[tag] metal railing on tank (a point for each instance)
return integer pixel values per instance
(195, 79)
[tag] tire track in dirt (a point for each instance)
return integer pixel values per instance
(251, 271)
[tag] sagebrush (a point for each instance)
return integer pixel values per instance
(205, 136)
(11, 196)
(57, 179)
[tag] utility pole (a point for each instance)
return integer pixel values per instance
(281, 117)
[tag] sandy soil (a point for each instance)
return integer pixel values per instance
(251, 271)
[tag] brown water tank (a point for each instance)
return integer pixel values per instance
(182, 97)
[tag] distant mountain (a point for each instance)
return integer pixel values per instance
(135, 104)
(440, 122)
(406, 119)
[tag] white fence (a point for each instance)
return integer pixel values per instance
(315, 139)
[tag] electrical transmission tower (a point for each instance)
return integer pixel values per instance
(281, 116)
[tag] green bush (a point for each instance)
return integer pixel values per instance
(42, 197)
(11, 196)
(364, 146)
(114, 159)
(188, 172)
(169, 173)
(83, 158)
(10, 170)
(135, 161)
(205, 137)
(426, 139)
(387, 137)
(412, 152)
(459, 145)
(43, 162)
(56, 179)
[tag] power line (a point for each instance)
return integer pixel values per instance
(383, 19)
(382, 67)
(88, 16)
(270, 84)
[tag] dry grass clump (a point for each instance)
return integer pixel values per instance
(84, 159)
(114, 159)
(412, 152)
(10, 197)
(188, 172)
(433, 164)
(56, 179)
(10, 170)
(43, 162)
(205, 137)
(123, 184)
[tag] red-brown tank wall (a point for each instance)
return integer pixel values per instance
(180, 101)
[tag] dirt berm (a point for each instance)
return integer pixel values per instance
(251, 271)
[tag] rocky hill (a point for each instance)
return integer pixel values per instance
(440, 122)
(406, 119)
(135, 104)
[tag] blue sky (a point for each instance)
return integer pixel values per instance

● ● ● ●

Aim of the exercise => Could you reproduce the entire listing above line for line, without changing a single character?

Response to the task =>
[tag] metal railing on tank (a point for each instance)
return integer pixel values per instance
(195, 79)
[tag] tire track in dirt (a point for each instance)
return integer pixel values per instance
(251, 271)
[tag] sagebrush (a point for each instance)
return integer pixel values per instance
(205, 136)
(11, 196)
(57, 179)
[tag] utility pole (a point for each instance)
return integer pixel values per instance
(281, 117)
[tag] sandy soil (a point for each instance)
return integer pixel values per instance
(251, 271)
[tag] brown water tank (a point for each instance)
return integer pixel values per instance
(182, 97)
[tag] distant mountain (a point for each instance)
return integer pixel values per instance
(135, 104)
(440, 122)
(406, 119)
[tag] white fence (a point for each instance)
return integer pixel values per instance
(315, 139)
[tag] electrical transmission tower (a point for each instance)
return integer pixel values per instance
(281, 116)
[tag] green bush (a point for each instance)
return integer pixel values per instance
(42, 197)
(11, 196)
(364, 146)
(114, 159)
(188, 172)
(169, 173)
(83, 158)
(10, 170)
(135, 161)
(205, 137)
(426, 139)
(387, 137)
(412, 152)
(459, 145)
(43, 162)
(56, 179)
[tag] power line (a point for each instance)
return integer pixel values per instance
(383, 19)
(382, 67)
(88, 16)
(270, 84)
[tag] dry grass clump (a point for each instance)
return integer pixel values per instance
(84, 159)
(114, 159)
(412, 152)
(10, 197)
(188, 172)
(433, 164)
(56, 179)
(10, 170)
(43, 162)
(205, 137)
(123, 184)
[tag] red-brown tank wall (a point for each instance)
return integer pixel values per instance
(180, 101)
[tag] dirt berm (a point for each instance)
return integer pixel values per instance
(251, 271)
[tag] rocky hill (a point for each instance)
return integer pixel values per instance
(440, 122)
(406, 119)
(135, 104)
[tag] blue sky (a point for each instance)
return integer pixel values per instance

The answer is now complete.